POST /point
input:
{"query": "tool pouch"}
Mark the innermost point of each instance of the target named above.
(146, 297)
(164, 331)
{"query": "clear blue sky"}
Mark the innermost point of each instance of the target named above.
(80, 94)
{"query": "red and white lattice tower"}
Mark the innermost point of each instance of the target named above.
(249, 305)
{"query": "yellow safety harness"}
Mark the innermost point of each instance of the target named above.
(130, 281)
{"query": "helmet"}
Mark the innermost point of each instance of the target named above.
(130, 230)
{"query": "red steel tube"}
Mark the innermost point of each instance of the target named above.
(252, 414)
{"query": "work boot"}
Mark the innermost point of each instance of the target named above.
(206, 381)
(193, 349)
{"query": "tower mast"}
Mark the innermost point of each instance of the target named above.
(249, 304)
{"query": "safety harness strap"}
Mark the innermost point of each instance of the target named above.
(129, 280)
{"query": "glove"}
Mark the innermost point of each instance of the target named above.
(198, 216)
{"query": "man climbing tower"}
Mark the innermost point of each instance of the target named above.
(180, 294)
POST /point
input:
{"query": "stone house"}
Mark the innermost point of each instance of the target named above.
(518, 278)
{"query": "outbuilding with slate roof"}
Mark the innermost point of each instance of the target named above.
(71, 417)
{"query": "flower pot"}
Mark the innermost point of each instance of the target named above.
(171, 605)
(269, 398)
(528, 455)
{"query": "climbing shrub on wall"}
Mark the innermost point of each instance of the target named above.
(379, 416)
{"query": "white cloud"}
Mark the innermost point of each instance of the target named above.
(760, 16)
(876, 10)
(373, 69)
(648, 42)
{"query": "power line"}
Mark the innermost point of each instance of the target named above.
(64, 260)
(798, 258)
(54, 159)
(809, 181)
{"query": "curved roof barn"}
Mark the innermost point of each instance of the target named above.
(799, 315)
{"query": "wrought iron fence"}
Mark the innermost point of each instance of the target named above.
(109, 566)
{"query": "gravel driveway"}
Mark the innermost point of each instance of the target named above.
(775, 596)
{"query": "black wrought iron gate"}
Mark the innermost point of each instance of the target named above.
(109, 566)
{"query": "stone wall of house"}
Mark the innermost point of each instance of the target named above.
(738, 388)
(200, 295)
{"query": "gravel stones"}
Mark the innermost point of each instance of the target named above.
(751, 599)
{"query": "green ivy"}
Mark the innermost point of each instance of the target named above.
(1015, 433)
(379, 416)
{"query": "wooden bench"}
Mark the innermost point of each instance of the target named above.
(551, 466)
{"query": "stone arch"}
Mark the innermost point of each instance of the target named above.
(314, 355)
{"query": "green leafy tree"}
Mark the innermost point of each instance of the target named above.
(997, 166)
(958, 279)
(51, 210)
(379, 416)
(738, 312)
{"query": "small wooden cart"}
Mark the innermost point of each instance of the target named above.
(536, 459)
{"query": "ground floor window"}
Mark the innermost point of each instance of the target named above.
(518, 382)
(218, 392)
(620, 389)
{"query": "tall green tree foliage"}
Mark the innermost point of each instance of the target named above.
--------------------------------------------------
DIRECTIONS FOR THIS TASK — All of the material must be reproduced exactly.

COMPLETED EXERCISE —
POST /point
input:
{"query": "tool pouch"}
Mark the innermost point of each instance of the target named above.
(146, 297)
(164, 331)
{"query": "clear blue sky"}
Mark the innermost point of each instance of the target named above.
(80, 94)
{"query": "red and white lattice tower"}
Mark the innermost point of each instance of the target named above.
(249, 305)
{"query": "yellow safety harness"}
Mark the innermost point of each instance of the target named above.
(130, 281)
{"query": "helmet"}
Mark the innermost point of each instance of the target named above.
(130, 230)
{"query": "red steel tube"}
Mark the innermost point of each instance of the target named above.
(252, 414)
{"query": "work boot"}
Mark the innermost point of each instance of the target named above.
(206, 381)
(193, 349)
{"query": "tower mast"}
Mark the innermost point of each instance of the target named above.
(249, 304)
{"query": "safety harness strap"}
Mark the innermost point of each instance of the target named above.
(129, 280)
{"query": "glove"}
Mark the innermost point of each instance of the target named above.
(198, 216)
{"query": "man climbing tower"}
Mark the innermost point of each instance of the target named above.
(180, 294)
POST /point
input:
{"query": "stone house"}
Mark the innermost point of each instance of the target named above.
(518, 278)
{"query": "outbuilding with slate roof"}
Mark the innermost point of each instance of the target named above.
(71, 417)
{"query": "flower pot"}
Mark the innermost point of each instance of the target named above.
(171, 605)
(269, 398)
(528, 455)
{"query": "climbing shrub on wall"}
Mark the innermost point of each instance of the target named above.
(379, 416)
{"query": "white cloud"}
Mark the innermost point of each instance of the target named above.
(760, 16)
(876, 10)
(373, 69)
(648, 42)
{"query": "power line"}
Mark the innermost point of each instance of the target named above.
(64, 260)
(798, 258)
(54, 159)
(809, 181)
{"query": "curved roof barn"}
Mark the innermost point of each instance of the target named above.
(799, 315)
{"query": "wrought iron fence"}
Mark the innermost point of each instance of the target named above.
(109, 566)
{"query": "gravel driveway"}
Mark the innermost point of each instance of the target named above.
(775, 596)
{"query": "black wrought iron gate"}
Mark the innermost point of each instance of the target named above.
(109, 566)
{"query": "stone wall of house"}
Mark the innermost point of each instance of the target named above.
(738, 388)
(200, 295)
{"query": "gravel stones"}
Mark the innermost point of each instance of the target named above.
(751, 599)
{"query": "green ivy"}
Mark the innermost point of each instance of the target named above.
(1015, 433)
(379, 416)
{"query": "wooden bench"}
Mark the innermost point of each instance of the target named above.
(551, 466)
{"query": "stone arch"}
Mark the innermost point of each instance of the target named above.
(314, 355)
{"query": "green leafy tree"}
Mark the innermost point of each instance of the target named above.
(997, 166)
(958, 279)
(51, 210)
(379, 416)
(738, 312)
{"query": "small wooden cart"}
Mark the innermost point of each instance of the target named above.
(536, 459)
{"query": "ground floor window"}
Mark the innermost point of each instance of the target named above.
(518, 382)
(218, 392)
(620, 389)
{"query": "tall green tree foliage"}
Mark the innermost point of each instance of the target named above.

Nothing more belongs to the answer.